2025.10.21 アーセナルの話題
「セットピースだけではダメですか?」アーセナルの決勝ゴールは6本中5本がCK…!

オープンプレーからの失点は、レインダースとハーランドが仕掛けたカウンターのみ。ウェストハム戦とフラム戦は、オンターゲットを1本も許さずタイムアップを迎えています。8試合で3失点は、ジョゼ・モウリーニョのチェルシーが2004-05シーズンに記録した15失点のレコードを更新するペース。7本を枠に収めたマンチェスター・ユナイテッドは、胸を張っていいでしょう。
ビッグ6との直接対決で勝利がないのは気になりますが、アンフィールドのリヴァプール戦はシュート数9対11で上回っており、マンチェスター・シティ戦はペップ・グアルディオラにバスを停めさせています。残り20分から5バックでベタ引きされながら、マルティネッリのゴールで1-1のドローで終えた一戦は、「分けてなお強し」といえるのではないでしょうか。
直近の7試合でPK以外のゴールがゼロのサラーは、不振の理由が取り沙汰されていますが、7試合連続ノーゴールのギョケレスは、さほど話題になっていません。彼らの最大の違いは、プレミアリーグで3連敗と3連勝。アーセナルのストライカーが、前線のプレスや最終ラインとの駆け引きで機能しているのも、不安より期待の声が多い理由のひとつです。
前置きが長くなりました。本題に入りましょう。好調に見えるアーセナルにも、ネガティブな評価があります。リーグの15ゴールの内訳を見ると、セットピースで8ゴール。6勝のうち4勝はCKで先制しており、決勝ゴールは6本中5本がCKからとなっています。オープンプレーから5ゴールは10位。「セットピースに依存しすぎている」という記者もいます。
昨シーズンの開幕から、セットピースで先制したのは14試合で、アストン・ヴィラの9試合を引き離すぶっちぎりのTOP。「アスレティック」でアーセナルの特派員を務めるエイミー・ローレンス記者は、「効率がいいセットピースは大きなアドバンテージ」と評価していますが、クロスを決めたのはギョケレスのみという現状を懸念する向きが多数派のようです。

提供された行:
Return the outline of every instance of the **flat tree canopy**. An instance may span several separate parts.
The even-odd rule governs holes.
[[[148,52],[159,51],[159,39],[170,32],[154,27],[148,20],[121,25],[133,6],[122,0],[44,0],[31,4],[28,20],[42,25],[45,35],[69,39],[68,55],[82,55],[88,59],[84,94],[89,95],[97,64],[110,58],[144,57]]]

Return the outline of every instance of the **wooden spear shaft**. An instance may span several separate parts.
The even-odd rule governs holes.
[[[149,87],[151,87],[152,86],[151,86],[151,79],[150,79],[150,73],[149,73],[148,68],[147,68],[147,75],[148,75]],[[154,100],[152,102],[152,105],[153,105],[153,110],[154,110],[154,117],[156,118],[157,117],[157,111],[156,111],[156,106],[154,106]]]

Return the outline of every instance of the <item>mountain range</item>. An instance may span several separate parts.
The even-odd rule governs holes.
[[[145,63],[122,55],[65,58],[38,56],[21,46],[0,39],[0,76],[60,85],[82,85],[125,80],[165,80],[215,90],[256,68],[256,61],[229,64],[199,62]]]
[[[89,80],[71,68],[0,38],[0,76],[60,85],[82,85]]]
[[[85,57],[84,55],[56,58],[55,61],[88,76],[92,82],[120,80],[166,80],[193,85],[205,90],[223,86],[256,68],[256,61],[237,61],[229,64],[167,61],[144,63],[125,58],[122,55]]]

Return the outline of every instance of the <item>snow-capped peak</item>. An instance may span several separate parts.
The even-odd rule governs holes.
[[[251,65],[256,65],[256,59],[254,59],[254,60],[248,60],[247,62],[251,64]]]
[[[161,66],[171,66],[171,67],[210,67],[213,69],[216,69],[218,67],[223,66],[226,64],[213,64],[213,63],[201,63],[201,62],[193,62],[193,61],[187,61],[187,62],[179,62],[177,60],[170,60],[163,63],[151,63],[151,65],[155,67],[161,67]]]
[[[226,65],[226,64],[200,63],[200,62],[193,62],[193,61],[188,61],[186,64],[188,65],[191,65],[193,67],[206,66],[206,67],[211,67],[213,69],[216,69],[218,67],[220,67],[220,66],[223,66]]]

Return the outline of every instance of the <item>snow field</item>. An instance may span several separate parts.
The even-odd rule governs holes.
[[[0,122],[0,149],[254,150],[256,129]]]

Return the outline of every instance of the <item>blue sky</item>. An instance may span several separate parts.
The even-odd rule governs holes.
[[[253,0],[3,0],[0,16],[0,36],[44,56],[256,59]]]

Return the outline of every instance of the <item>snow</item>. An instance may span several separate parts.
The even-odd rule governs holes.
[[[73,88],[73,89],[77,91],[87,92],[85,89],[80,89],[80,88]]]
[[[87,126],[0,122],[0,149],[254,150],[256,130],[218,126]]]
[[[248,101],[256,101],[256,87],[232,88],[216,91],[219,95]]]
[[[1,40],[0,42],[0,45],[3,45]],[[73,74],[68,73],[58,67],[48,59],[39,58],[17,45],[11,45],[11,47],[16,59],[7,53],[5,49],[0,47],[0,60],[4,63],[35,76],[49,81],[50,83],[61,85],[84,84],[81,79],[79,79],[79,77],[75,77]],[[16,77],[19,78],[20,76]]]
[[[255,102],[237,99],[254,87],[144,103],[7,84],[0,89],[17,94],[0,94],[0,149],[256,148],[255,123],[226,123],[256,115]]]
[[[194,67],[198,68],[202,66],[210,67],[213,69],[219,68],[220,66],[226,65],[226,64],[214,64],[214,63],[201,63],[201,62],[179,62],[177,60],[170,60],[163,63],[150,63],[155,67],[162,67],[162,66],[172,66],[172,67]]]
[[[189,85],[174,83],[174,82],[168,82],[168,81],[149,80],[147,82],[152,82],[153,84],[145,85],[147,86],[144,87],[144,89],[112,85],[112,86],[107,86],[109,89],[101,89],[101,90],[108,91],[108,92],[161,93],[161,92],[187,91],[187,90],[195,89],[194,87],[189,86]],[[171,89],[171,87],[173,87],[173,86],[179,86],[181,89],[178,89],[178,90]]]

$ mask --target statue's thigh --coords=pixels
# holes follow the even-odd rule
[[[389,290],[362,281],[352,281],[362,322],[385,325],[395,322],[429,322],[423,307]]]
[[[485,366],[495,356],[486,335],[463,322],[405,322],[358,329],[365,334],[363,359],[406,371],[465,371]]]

やること:
a. 本文によると、アーセナルのリーグ戦15ゴールのうち、セットピースから生まれたゴールはいくつか。
b. 本文の「直近の7試合でPK以外のゴー」から「ている」という記者もいます。」までのすべてを、一字も変えずに書き写してください。

回答:
a. 8ゴール。

b.
直近の7試合でPK以外のゴールがゼロのサラーは、不振の理由が取り沙汰されていますが、7試合連続ノーゴールのギョケレスは、さほど話題になっていません。彼らの最大の違いは、プレミアリーグで3連敗と3連勝。アーセナルのストライカーが、前線のプレスや最終ラインとの駆け引きで機能しているのも、不安より期待の声が多い理由のひとつです。
前置きが長くなりました。本題に入りましょう。好調に見えるアーセナルにも、ネガティブな評価があります。リーグの15ゴールの内訳を見ると、セットピースで8ゴール。6勝のうち4勝はCKで先制しており、決勝ゴールは6本中5本がCKからとなっています。オープンプレーから5ゴールは10位。「セットピースに依存しすぎている」という記者もいます。